REQUIREMENT - Could you turn the lines in the records below, from the line containing "Could you please locate the white" through the last line of the records, both included, into a Markdown table with the columns Row and Text, giving each line a row number and skipping any blank lines?

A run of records
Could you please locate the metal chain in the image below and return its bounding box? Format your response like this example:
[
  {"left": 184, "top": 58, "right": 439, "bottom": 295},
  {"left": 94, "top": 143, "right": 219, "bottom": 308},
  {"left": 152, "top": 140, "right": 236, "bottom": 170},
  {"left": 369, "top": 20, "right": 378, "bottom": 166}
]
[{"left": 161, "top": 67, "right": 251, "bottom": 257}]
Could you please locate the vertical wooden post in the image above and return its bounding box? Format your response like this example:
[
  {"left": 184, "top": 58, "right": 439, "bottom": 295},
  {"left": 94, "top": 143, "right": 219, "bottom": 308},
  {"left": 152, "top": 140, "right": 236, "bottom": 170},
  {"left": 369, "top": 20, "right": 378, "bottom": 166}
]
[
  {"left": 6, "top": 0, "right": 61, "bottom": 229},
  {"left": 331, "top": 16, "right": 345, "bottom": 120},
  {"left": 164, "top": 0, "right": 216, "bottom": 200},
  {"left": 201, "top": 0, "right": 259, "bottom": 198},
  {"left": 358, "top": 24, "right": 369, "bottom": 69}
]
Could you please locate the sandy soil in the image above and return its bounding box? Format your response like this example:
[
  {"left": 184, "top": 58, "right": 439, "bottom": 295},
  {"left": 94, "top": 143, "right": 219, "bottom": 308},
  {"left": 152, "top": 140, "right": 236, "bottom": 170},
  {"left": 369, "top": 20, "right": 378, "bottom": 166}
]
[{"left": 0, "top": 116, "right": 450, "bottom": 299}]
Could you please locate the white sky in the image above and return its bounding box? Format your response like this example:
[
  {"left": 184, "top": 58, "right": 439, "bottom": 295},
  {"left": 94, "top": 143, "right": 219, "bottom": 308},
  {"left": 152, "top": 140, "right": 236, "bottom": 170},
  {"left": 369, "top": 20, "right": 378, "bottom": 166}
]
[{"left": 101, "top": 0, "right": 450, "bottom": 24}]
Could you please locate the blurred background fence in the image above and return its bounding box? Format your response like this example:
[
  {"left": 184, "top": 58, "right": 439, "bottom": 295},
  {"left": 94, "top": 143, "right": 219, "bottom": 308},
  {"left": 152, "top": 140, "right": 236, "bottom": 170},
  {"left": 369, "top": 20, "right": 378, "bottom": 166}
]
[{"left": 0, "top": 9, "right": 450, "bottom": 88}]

RESULT OF THIS EXERCISE -
| Row | Text |
|---|---|
| 1 | Could you please locate the white sky in the image above and return its bounding box? Format your response like this example: |
| 2 | [ |
| 3 |   {"left": 184, "top": 58, "right": 439, "bottom": 295}, |
| 4 |   {"left": 94, "top": 143, "right": 219, "bottom": 308}, |
| 5 |   {"left": 152, "top": 140, "right": 236, "bottom": 170}, |
| 6 |   {"left": 369, "top": 20, "right": 378, "bottom": 166} |
| 7 | ] |
| 8 | [{"left": 101, "top": 0, "right": 450, "bottom": 24}] |
| 9 | Could you please locate the blurred background fence in the image above and return its bounding box? Format your response like this example: |
| 10 | [ |
| 11 |   {"left": 184, "top": 58, "right": 439, "bottom": 295}, |
| 12 |   {"left": 94, "top": 143, "right": 219, "bottom": 308}, |
| 13 |   {"left": 152, "top": 140, "right": 236, "bottom": 170}, |
| 14 |   {"left": 369, "top": 20, "right": 378, "bottom": 166} |
| 15 | ] |
| 16 | [{"left": 0, "top": 9, "right": 450, "bottom": 88}] |